## GOAL OF THE EXERCISE
Can you transcribe, character for character, everything from the line containing "indicate: yellow dashed center line" down to the last of the lines below, including both ends?

Entries from a pointing dataset
--------

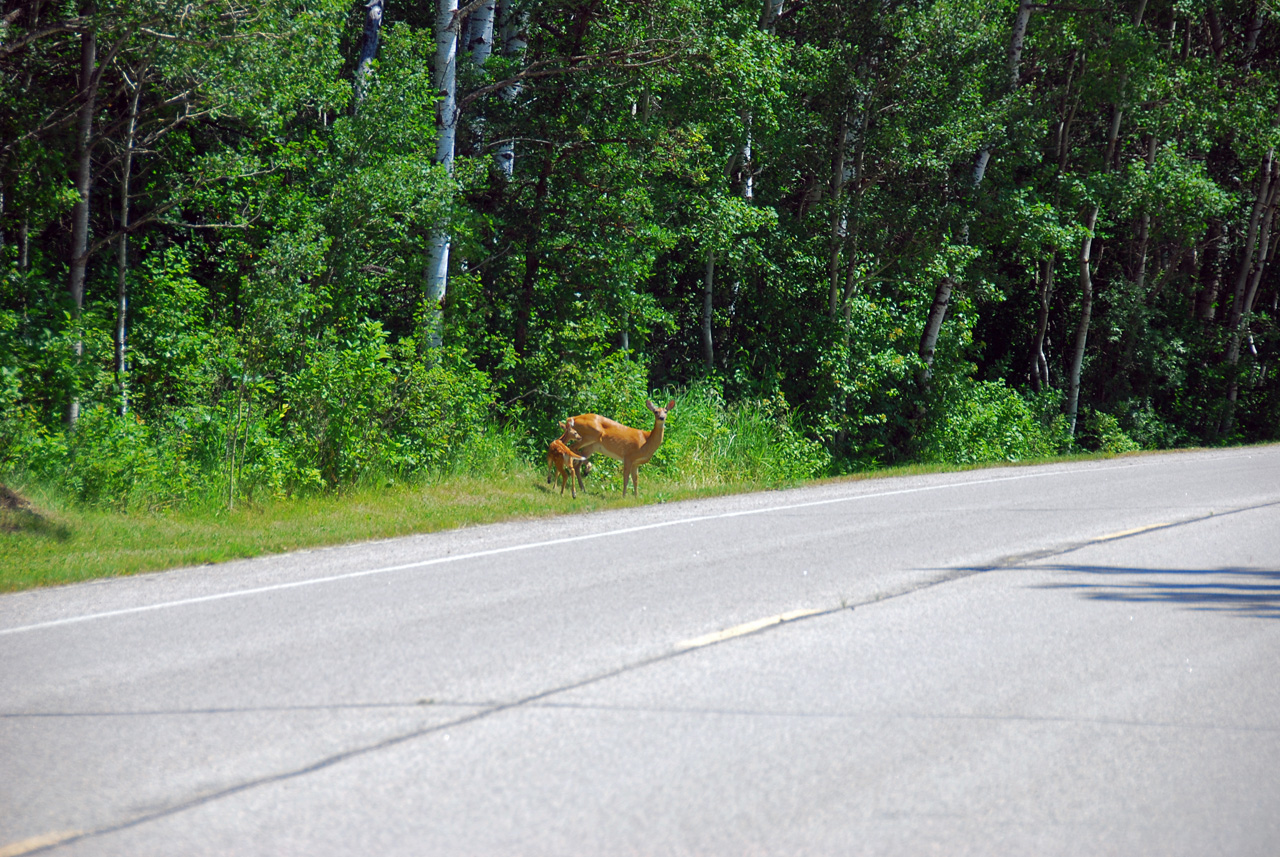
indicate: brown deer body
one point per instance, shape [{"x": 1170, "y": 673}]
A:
[
  {"x": 563, "y": 461},
  {"x": 632, "y": 447}
]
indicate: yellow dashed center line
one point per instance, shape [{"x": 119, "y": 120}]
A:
[
  {"x": 745, "y": 628},
  {"x": 42, "y": 841},
  {"x": 1129, "y": 532}
]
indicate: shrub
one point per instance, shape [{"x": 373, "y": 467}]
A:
[{"x": 986, "y": 421}]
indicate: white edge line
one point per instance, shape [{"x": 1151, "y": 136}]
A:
[
  {"x": 494, "y": 551},
  {"x": 745, "y": 628}
]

--------

## REPLY
indicate: yellow dashed center line
one point per instance, shape [{"x": 119, "y": 120}]
A:
[
  {"x": 745, "y": 628},
  {"x": 42, "y": 841},
  {"x": 1129, "y": 532}
]
indicate: shrub
one point per instance, shape [{"x": 373, "y": 467}]
A:
[{"x": 986, "y": 421}]
indicate: white edge line
one point per instance, shape [{"x": 1151, "y": 136}]
A:
[
  {"x": 494, "y": 551},
  {"x": 745, "y": 628}
]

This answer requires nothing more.